## YOUR TASK
Between the line containing "Target: black boot" and the line containing "the blue coverall." lies a run of lines; give that run again exactly, with both of those lines, and nothing else from the entries below.

(Point-per-instance localization data)
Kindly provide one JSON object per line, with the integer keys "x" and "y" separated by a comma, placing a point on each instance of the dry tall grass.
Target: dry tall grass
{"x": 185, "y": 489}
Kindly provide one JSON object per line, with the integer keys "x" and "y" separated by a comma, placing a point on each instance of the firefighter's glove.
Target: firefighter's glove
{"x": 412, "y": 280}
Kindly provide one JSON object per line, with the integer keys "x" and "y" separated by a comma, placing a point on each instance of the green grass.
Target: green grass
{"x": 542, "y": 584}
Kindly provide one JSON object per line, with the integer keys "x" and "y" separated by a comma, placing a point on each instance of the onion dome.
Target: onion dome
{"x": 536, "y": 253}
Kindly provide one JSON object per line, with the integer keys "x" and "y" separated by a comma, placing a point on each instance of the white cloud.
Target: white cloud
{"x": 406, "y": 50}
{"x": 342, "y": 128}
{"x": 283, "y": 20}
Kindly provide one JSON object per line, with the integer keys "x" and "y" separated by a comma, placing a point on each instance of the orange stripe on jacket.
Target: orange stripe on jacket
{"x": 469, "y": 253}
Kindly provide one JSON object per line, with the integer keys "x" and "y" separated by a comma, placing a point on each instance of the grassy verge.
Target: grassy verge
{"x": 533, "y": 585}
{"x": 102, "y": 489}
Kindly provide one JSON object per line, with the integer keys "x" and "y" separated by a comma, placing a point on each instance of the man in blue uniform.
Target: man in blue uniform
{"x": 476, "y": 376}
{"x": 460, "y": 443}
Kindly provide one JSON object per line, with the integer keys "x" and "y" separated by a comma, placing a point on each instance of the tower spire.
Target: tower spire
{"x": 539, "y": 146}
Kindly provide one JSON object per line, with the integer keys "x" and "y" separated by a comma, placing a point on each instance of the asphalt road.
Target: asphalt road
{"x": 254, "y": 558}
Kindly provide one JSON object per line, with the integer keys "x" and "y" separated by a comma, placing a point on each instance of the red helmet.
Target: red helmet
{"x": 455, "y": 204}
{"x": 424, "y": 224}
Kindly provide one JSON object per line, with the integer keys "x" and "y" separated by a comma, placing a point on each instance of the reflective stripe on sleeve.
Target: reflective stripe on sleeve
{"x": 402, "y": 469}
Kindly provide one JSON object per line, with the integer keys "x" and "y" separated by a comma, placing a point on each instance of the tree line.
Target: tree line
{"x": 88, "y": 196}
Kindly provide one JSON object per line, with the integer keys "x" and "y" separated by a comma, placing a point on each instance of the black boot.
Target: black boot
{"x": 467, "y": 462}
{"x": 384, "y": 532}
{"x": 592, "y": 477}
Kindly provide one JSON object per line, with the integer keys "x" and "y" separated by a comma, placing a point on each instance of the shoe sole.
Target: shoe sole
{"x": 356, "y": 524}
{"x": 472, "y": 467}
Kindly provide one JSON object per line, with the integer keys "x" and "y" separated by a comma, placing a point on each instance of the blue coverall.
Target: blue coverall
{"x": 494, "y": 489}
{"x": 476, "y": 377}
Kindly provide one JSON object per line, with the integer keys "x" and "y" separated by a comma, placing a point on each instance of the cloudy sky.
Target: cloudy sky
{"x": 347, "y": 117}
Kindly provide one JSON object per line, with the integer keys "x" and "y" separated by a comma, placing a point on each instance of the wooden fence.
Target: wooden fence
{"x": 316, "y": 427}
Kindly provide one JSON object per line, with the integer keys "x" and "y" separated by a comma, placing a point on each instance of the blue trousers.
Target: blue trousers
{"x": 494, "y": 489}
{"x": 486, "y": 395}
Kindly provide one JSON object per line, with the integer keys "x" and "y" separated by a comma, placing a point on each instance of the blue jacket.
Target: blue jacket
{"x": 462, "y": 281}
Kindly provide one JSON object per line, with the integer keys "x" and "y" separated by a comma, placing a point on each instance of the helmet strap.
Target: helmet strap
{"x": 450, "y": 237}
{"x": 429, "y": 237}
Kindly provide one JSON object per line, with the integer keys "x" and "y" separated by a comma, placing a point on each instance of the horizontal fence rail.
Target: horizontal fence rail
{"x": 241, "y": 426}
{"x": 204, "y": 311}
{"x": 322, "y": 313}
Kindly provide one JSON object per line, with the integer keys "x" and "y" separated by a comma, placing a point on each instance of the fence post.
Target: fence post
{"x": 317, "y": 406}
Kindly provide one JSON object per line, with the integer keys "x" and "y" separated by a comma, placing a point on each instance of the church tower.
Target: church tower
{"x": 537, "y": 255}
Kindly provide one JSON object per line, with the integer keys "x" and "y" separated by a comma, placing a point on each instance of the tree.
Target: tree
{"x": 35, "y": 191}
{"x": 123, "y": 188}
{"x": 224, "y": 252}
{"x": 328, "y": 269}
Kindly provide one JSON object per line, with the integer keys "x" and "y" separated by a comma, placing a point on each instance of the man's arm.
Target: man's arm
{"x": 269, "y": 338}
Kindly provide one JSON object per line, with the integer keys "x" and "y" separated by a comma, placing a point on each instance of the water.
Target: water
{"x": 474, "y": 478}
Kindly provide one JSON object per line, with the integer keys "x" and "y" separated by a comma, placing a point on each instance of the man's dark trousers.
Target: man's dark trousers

## RESULT FOR THIS EXERCISE
Target: black boot
{"x": 467, "y": 462}
{"x": 384, "y": 532}
{"x": 592, "y": 477}
Kindly provide one JSON object per line, with the integer keys "x" and "y" separated by a comma, placing a point on each instance of the shoe sole.
Target: shoe sole
{"x": 356, "y": 524}
{"x": 472, "y": 467}
Kindly provide one JSON object per line, with the integer keys "x" and "y" separated by a comma, placing a point on each instance of the blue coverall.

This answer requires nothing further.